:: Data lines ::
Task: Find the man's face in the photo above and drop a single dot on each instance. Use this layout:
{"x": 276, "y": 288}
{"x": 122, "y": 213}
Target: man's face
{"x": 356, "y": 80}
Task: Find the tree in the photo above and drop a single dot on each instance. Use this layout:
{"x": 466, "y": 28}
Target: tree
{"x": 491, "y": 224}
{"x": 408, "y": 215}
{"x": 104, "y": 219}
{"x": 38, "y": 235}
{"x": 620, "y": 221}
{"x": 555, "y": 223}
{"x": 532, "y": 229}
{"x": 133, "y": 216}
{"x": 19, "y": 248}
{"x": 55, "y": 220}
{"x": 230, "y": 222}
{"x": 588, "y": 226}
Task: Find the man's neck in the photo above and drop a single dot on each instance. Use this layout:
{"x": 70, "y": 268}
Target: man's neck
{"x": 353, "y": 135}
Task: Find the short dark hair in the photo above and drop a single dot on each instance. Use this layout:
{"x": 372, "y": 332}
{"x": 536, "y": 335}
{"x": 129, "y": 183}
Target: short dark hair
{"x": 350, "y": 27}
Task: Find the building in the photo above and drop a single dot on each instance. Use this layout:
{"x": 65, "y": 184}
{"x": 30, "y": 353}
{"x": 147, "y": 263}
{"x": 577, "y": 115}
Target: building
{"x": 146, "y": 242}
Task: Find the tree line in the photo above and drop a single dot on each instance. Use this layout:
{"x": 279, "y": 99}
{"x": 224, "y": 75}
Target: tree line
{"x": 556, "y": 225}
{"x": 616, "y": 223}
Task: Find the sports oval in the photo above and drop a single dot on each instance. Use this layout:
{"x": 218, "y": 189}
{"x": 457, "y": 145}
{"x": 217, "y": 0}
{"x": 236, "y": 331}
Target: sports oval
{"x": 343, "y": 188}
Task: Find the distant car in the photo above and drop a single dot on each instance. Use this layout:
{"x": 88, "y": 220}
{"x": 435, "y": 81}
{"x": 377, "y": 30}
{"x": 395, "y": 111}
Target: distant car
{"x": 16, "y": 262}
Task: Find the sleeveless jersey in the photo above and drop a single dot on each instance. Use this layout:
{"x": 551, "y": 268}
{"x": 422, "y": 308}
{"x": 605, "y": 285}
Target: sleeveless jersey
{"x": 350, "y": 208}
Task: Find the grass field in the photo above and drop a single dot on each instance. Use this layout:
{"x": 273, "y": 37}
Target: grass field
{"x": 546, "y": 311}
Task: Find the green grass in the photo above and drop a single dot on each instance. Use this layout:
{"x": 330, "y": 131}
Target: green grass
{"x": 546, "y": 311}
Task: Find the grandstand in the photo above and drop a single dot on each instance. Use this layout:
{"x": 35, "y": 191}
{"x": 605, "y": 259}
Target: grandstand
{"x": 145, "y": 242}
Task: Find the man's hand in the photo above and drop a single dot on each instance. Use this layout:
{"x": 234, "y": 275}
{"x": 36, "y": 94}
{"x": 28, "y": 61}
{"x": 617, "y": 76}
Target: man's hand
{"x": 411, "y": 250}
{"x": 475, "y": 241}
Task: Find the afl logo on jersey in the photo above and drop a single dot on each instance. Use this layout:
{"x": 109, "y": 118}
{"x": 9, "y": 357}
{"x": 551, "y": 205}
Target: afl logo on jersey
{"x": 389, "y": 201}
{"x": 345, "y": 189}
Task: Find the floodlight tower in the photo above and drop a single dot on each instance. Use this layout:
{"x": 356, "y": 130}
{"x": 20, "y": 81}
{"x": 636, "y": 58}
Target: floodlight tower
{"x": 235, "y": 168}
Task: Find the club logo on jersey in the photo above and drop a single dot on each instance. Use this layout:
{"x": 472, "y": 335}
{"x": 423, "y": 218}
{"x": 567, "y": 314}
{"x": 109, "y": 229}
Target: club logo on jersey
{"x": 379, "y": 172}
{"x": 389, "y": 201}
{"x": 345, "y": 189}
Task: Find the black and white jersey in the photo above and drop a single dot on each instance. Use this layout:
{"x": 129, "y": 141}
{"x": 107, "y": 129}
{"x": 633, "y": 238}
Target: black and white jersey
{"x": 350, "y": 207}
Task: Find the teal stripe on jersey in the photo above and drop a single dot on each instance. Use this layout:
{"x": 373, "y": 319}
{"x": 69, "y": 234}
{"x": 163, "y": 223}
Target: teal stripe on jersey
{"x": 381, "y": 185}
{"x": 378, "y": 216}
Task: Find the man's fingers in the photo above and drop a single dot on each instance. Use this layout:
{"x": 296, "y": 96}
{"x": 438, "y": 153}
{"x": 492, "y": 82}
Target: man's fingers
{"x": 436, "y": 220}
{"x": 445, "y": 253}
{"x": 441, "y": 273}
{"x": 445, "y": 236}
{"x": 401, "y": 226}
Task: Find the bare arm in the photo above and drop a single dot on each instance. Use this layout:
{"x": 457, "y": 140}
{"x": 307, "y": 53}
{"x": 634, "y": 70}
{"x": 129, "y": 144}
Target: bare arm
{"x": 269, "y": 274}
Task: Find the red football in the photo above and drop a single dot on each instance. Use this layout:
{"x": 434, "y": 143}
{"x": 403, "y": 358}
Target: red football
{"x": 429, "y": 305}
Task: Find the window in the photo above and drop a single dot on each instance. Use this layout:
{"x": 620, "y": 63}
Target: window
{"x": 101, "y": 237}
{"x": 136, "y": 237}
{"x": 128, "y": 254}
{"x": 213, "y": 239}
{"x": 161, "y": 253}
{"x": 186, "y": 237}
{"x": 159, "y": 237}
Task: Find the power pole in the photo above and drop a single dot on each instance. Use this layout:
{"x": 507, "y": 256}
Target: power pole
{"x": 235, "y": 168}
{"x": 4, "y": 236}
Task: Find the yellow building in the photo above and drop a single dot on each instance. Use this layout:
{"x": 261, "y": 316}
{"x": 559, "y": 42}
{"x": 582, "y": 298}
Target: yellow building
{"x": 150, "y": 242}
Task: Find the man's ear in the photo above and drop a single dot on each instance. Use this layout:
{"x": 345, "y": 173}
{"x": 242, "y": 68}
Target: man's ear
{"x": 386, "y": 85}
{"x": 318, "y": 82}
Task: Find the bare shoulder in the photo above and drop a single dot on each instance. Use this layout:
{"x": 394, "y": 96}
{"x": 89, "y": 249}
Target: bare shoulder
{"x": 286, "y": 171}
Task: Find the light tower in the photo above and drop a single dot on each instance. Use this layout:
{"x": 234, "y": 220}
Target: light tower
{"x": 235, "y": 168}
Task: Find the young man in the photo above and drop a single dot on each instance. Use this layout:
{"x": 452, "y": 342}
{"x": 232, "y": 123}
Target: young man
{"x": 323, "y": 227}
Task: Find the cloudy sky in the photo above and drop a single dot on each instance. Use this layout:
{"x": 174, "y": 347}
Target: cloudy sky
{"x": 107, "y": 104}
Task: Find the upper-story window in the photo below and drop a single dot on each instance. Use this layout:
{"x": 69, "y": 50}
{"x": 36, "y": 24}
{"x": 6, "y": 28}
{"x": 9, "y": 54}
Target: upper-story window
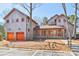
{"x": 55, "y": 21}
{"x": 64, "y": 20}
{"x": 22, "y": 19}
{"x": 59, "y": 20}
{"x": 7, "y": 21}
{"x": 17, "y": 20}
{"x": 28, "y": 20}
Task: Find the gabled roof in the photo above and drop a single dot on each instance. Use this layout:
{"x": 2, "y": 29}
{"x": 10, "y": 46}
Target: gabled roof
{"x": 53, "y": 17}
{"x": 14, "y": 9}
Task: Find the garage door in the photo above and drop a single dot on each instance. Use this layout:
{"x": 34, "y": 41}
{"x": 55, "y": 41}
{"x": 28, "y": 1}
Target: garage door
{"x": 20, "y": 36}
{"x": 10, "y": 36}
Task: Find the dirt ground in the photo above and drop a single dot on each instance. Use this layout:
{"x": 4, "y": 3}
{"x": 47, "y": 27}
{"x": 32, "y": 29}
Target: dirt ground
{"x": 57, "y": 45}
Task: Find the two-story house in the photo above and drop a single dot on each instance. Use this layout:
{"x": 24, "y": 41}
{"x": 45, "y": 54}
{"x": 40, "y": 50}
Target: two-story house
{"x": 56, "y": 28}
{"x": 17, "y": 26}
{"x": 60, "y": 20}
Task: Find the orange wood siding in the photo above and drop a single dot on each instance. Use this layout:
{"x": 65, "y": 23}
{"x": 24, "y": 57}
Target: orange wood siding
{"x": 10, "y": 36}
{"x": 19, "y": 36}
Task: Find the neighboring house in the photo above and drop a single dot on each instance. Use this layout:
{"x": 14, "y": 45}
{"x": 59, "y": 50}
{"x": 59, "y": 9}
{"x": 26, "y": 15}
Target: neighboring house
{"x": 56, "y": 28}
{"x": 60, "y": 20}
{"x": 17, "y": 26}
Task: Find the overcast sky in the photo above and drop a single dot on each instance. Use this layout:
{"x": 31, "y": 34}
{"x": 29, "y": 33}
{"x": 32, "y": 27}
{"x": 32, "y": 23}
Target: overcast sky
{"x": 45, "y": 10}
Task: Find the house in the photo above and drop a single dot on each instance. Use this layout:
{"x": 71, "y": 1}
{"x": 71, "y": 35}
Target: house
{"x": 60, "y": 20}
{"x": 49, "y": 32}
{"x": 17, "y": 26}
{"x": 56, "y": 28}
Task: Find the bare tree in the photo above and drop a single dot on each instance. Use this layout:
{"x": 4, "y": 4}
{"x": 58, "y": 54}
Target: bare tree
{"x": 68, "y": 31}
{"x": 29, "y": 8}
{"x": 75, "y": 21}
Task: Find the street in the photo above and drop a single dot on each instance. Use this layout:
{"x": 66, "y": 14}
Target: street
{"x": 28, "y": 52}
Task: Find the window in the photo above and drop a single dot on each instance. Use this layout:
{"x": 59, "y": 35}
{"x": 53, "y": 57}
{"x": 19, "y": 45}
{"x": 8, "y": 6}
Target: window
{"x": 64, "y": 20}
{"x": 7, "y": 21}
{"x": 12, "y": 20}
{"x": 17, "y": 20}
{"x": 55, "y": 21}
{"x": 9, "y": 29}
{"x": 22, "y": 19}
{"x": 28, "y": 30}
{"x": 28, "y": 20}
{"x": 59, "y": 20}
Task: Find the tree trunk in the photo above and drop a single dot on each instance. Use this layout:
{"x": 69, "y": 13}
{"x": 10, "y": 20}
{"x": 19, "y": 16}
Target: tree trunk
{"x": 74, "y": 30}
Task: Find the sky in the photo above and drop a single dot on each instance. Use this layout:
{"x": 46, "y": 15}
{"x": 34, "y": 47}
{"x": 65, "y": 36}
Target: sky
{"x": 45, "y": 10}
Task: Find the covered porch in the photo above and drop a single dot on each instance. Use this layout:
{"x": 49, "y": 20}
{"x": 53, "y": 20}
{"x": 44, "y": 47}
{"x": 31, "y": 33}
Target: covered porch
{"x": 49, "y": 32}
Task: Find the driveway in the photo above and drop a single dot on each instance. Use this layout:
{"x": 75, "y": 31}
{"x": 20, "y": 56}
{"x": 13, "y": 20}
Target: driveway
{"x": 28, "y": 52}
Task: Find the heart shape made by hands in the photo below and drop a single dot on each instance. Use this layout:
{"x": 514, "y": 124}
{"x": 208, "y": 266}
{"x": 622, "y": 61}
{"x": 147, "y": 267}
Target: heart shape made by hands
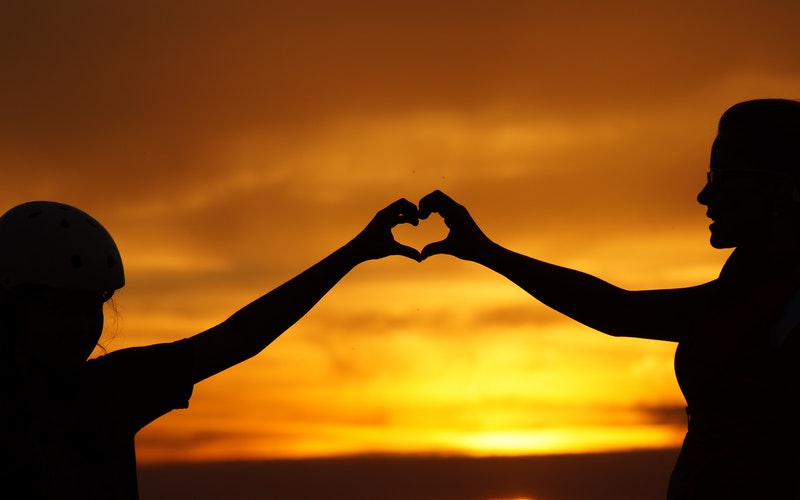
{"x": 429, "y": 230}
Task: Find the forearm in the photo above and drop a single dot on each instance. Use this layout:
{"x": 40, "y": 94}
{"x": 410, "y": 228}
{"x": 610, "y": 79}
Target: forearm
{"x": 653, "y": 314}
{"x": 248, "y": 331}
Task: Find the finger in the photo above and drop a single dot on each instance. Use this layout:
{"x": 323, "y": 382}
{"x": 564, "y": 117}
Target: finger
{"x": 403, "y": 211}
{"x": 436, "y": 201}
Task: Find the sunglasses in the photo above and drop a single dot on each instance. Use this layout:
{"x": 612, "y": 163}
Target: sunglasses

:: Task ::
Please quote nothing but the lines from the line with "Task: Find the forearm" through the end of the data above, exactly as written, ends included.

:: Answer ::
Task: Find the forearm in the photo above and drop a single dot on each instance. Use this layout:
{"x": 40, "y": 94}
{"x": 410, "y": 228}
{"x": 610, "y": 79}
Target: forearm
{"x": 653, "y": 314}
{"x": 248, "y": 331}
Task: Find the finger in the photo above and drop a single dot on each instance. Use this layout:
{"x": 323, "y": 382}
{"x": 564, "y": 117}
Target: finger
{"x": 403, "y": 211}
{"x": 436, "y": 201}
Task: Find the sunglasses in the photo above and drop a single dot on each instance. Use this layout:
{"x": 612, "y": 163}
Target: sunglasses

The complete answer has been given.